### Objective
Reproduce the entire listing below verbatim, preserving every line in its original order.

(Dataset excerpts on pointing to objects)
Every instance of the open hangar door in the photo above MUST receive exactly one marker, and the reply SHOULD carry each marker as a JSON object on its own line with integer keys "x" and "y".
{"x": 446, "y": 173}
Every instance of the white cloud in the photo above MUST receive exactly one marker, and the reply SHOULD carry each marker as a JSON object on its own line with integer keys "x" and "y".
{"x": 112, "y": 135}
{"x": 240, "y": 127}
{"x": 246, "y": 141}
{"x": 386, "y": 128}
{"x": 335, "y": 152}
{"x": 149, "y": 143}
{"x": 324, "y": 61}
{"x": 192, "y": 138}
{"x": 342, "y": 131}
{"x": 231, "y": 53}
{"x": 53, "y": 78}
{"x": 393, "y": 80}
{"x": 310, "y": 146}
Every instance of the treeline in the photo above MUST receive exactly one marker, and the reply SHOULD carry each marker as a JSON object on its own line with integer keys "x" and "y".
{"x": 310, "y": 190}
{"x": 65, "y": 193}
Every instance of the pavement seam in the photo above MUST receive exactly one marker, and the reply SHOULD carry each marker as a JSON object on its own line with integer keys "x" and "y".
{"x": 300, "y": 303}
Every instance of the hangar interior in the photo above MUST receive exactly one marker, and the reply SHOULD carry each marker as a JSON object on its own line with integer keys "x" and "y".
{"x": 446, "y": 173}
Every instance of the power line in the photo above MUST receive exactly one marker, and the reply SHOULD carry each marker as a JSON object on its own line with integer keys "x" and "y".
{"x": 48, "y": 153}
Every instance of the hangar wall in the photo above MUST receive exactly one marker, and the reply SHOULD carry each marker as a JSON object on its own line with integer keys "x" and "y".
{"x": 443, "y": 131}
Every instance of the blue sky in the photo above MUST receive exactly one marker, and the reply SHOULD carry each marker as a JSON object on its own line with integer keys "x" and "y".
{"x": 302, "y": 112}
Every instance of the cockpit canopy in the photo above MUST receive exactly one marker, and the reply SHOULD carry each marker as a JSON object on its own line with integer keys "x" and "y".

### Response below
Every instance of the open hangar door in the photo above MUST receive exactly one marker, and the reply SHOULD carry each marker as a JSON object on its own line with integer keys "x" and "y".
{"x": 446, "y": 173}
Every instance of the white cloud in the photo above MUST receive exactly one marker, and the reply SHOULD carry each marker as a JSON object on its own line with integer keys "x" and "y".
{"x": 112, "y": 135}
{"x": 240, "y": 127}
{"x": 246, "y": 141}
{"x": 386, "y": 128}
{"x": 335, "y": 152}
{"x": 149, "y": 143}
{"x": 324, "y": 61}
{"x": 192, "y": 138}
{"x": 342, "y": 131}
{"x": 231, "y": 53}
{"x": 53, "y": 78}
{"x": 393, "y": 80}
{"x": 310, "y": 146}
Every instance of the treeline in the photo above MUST receive exactly one marker, and the reply SHOULD carry each marker as a JSON object on its own line with integer keys "x" and "y".
{"x": 310, "y": 190}
{"x": 65, "y": 193}
Every instance of the pavement seam in the photo above MUST receive exactly one marker, and the reply SHOULD carry each marker as a JSON object on its own line with integer keys "x" and "y".
{"x": 300, "y": 303}
Every instance of the hangar interior in the photo above MUST receive exactly one marker, and the reply SHOULD carry each marker as a JSON object on its own line with integer keys "x" and "y".
{"x": 446, "y": 173}
Every instance of the power line in the photo above MUST receive exactly one marker, and the reply SHOULD carry each marker as a JSON object on its own line with integer keys "x" and "y".
{"x": 48, "y": 153}
Every instance of the hangar wall in the photo above MUST receive exactly one marker, and the reply SHOULD carry each marker as a JSON object on its own line with integer keys "x" and "y".
{"x": 443, "y": 131}
Every instance of the blue sky in the photo above MUST receive exactly one marker, and the reply SHOULD carry each marker as a JSON object on its own line with integer keys "x" and "y".
{"x": 302, "y": 112}
Every instance of the cockpit canopy in the photo above MUST receive exactly one marker, and the reply SHOULD carry each marker as a JSON object on its own line with integer keys "x" and "y".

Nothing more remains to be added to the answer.